* **Records pointing to named objects**:

****************

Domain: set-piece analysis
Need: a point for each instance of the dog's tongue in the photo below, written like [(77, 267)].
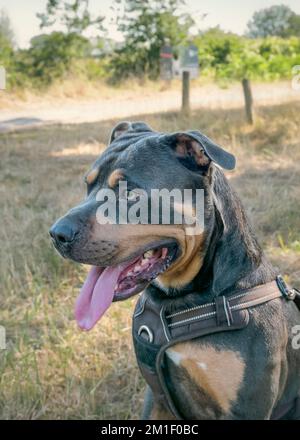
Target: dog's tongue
[(96, 295)]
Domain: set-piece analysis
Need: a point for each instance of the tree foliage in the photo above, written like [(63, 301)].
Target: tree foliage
[(74, 16), (277, 20), (147, 25)]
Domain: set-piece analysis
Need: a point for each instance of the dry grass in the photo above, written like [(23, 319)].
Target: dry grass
[(50, 369)]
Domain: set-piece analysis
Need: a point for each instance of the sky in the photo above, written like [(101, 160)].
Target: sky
[(230, 15)]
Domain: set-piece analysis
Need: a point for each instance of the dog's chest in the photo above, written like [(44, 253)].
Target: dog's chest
[(206, 378)]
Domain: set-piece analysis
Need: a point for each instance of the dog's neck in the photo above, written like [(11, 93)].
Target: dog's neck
[(233, 258)]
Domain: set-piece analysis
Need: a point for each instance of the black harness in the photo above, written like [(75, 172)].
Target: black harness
[(155, 329)]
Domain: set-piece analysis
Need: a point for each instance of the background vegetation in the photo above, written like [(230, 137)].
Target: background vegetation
[(50, 369), (268, 51)]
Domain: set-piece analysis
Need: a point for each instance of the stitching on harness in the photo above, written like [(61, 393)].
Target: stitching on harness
[(240, 306), (189, 310), (226, 311), (205, 315), (164, 328)]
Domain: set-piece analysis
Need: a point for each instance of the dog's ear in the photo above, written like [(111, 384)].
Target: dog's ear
[(197, 150), (125, 126)]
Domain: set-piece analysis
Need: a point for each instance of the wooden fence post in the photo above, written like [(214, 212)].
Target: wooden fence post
[(185, 107), (248, 100)]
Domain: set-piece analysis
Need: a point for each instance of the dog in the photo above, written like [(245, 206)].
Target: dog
[(249, 372)]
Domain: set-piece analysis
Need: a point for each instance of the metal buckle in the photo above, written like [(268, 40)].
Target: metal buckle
[(288, 293), (146, 329)]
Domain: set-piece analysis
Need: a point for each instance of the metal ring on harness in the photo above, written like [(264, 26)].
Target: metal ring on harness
[(147, 330)]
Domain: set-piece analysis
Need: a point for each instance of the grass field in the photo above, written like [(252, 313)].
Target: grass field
[(50, 369)]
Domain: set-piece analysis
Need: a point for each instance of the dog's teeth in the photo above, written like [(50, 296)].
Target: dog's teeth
[(148, 254)]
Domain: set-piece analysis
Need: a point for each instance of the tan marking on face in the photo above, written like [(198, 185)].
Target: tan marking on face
[(114, 177), (185, 144), (134, 238), (92, 176), (218, 372)]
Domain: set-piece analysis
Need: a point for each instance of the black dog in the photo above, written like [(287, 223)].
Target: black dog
[(242, 364)]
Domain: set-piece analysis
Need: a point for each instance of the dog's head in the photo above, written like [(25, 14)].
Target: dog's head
[(125, 254)]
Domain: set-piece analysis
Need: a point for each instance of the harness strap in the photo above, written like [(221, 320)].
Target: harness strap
[(157, 326)]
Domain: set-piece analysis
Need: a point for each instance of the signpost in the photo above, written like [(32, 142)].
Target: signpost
[(189, 65), (2, 78), (186, 67), (189, 60), (166, 63)]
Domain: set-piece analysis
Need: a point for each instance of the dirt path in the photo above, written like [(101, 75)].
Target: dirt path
[(28, 115)]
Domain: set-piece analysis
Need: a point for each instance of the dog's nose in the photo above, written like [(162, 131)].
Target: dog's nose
[(64, 231)]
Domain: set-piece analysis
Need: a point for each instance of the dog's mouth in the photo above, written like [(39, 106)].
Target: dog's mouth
[(107, 284)]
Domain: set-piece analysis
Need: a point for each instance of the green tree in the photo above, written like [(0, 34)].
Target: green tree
[(52, 56), (73, 15), (147, 25), (6, 45), (275, 21), (244, 63)]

****************

Which lines of the records contain the word "wooden"? Copy each of those lines.

* **Problem solution**:
Need: a point for each instance of the wooden fence post in the photo above, written like [(214, 212)].
Target: wooden fence post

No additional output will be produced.